**Data listing**

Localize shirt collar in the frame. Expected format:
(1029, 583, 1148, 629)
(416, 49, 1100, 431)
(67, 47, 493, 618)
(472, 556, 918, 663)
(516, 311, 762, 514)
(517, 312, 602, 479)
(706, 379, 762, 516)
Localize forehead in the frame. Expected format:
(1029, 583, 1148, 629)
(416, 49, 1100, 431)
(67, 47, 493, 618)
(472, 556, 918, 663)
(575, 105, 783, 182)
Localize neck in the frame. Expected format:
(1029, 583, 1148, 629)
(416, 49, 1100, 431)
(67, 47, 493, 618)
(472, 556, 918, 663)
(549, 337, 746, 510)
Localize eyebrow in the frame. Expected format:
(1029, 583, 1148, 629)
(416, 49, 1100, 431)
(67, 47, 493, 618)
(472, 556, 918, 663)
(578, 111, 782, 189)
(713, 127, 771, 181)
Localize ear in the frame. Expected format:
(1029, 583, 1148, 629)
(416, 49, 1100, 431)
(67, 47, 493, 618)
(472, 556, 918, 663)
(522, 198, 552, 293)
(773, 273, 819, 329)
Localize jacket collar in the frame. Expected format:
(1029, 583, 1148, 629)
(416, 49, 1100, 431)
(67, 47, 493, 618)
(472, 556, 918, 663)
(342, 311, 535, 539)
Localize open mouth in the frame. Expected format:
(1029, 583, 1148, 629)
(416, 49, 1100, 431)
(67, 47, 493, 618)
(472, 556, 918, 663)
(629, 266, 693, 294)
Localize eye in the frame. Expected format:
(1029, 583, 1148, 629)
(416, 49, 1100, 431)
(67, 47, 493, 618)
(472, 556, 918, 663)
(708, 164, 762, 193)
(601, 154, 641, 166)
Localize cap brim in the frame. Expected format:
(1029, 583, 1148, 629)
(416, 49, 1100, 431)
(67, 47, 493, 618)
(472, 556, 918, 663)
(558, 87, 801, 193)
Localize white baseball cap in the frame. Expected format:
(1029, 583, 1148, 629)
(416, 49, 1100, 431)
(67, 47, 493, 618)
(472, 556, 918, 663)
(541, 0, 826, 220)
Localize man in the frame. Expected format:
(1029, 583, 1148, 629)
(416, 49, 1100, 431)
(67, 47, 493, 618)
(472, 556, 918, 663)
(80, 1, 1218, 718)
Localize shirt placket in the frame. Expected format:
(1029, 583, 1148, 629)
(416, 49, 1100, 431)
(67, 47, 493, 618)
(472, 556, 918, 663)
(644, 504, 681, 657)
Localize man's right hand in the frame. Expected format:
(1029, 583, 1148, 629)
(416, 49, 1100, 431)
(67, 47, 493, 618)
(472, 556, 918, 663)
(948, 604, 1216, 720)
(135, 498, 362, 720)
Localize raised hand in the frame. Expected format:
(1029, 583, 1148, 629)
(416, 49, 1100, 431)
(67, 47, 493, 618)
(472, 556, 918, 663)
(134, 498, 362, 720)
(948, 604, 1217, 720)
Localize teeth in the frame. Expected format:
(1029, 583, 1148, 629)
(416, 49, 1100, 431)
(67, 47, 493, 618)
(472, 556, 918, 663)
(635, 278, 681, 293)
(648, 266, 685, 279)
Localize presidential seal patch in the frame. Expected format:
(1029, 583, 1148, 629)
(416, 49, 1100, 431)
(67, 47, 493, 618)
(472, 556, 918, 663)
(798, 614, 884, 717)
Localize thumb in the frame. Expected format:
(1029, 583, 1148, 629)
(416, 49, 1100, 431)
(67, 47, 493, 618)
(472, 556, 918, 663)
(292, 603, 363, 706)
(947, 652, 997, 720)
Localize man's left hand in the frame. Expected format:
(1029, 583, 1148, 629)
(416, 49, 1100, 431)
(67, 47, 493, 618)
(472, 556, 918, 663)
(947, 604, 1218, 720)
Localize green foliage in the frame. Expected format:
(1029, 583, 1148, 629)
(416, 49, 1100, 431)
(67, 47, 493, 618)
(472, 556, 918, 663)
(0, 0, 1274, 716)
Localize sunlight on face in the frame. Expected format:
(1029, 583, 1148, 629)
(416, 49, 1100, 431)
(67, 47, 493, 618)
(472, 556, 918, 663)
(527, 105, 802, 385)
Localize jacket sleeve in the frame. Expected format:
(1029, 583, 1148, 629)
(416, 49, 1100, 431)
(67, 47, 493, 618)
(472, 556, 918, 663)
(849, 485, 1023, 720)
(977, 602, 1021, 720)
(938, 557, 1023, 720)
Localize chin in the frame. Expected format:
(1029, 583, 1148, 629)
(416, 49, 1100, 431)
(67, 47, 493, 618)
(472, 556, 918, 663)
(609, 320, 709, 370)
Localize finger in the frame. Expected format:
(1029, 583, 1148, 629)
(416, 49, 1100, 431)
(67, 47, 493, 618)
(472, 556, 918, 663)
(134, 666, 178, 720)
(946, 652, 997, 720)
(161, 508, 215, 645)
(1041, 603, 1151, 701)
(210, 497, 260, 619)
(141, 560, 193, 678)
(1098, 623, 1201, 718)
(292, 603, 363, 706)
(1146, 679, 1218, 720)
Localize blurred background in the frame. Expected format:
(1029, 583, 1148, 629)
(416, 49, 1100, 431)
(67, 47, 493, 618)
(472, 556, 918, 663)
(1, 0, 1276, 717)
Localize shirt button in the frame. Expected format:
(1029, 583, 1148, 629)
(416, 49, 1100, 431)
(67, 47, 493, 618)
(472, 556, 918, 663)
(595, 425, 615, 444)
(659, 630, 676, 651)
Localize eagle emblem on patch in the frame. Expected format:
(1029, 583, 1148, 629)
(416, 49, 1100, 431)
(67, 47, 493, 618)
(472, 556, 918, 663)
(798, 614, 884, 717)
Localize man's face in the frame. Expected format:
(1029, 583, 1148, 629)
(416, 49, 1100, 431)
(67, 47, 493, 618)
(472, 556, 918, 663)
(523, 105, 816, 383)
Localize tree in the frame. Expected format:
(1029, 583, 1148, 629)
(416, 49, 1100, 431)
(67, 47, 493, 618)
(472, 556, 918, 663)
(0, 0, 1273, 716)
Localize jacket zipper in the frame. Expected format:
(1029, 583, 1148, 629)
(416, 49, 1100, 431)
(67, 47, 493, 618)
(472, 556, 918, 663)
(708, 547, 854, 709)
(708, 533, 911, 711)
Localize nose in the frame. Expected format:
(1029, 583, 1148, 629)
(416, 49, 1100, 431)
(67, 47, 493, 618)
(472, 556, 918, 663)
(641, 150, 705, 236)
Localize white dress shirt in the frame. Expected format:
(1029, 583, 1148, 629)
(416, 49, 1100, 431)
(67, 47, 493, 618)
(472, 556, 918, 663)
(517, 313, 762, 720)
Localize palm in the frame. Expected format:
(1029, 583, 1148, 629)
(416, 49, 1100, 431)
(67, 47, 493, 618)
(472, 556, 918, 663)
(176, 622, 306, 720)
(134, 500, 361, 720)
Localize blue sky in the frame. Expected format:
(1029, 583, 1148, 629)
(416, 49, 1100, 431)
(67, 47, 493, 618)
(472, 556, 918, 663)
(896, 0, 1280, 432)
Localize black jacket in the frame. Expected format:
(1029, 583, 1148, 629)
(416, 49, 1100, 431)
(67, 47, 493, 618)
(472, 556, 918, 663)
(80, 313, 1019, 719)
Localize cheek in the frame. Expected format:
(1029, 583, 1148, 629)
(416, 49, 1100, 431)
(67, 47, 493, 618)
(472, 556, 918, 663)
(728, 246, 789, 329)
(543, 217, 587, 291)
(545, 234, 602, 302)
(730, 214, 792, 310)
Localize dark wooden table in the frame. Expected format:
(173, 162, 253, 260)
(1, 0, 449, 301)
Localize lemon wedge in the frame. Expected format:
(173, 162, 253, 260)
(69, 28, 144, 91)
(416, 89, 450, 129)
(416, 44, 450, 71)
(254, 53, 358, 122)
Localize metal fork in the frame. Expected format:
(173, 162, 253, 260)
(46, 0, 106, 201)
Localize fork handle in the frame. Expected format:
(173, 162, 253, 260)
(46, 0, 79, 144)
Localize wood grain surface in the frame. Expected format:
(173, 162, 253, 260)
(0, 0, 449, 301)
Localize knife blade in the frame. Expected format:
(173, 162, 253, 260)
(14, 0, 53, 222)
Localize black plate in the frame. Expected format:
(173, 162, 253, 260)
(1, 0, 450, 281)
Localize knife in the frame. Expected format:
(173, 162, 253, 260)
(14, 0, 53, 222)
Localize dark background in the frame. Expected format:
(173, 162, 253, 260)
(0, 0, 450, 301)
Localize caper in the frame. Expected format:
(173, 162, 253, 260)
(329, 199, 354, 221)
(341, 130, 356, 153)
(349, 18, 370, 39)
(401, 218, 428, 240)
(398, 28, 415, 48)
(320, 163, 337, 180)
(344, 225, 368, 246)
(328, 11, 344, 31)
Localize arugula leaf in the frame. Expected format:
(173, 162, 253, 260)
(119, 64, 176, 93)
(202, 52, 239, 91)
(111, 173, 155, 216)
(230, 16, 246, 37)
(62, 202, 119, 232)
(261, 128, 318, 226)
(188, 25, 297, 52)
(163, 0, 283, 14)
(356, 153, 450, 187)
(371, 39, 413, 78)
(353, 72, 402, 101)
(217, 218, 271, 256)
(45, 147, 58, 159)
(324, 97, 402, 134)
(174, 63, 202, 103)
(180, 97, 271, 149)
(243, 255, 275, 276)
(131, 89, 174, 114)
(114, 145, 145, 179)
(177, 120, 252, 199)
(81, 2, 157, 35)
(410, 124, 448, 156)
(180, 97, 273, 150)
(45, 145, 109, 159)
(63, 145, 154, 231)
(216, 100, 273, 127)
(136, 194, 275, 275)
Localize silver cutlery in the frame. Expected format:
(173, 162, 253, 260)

**Task item**
When a line holds the string "fork", pull it out of the listing.

**Reply to the task**
Localize metal fork in the frame. Expected format:
Localize fork handle in the frame. Expected format:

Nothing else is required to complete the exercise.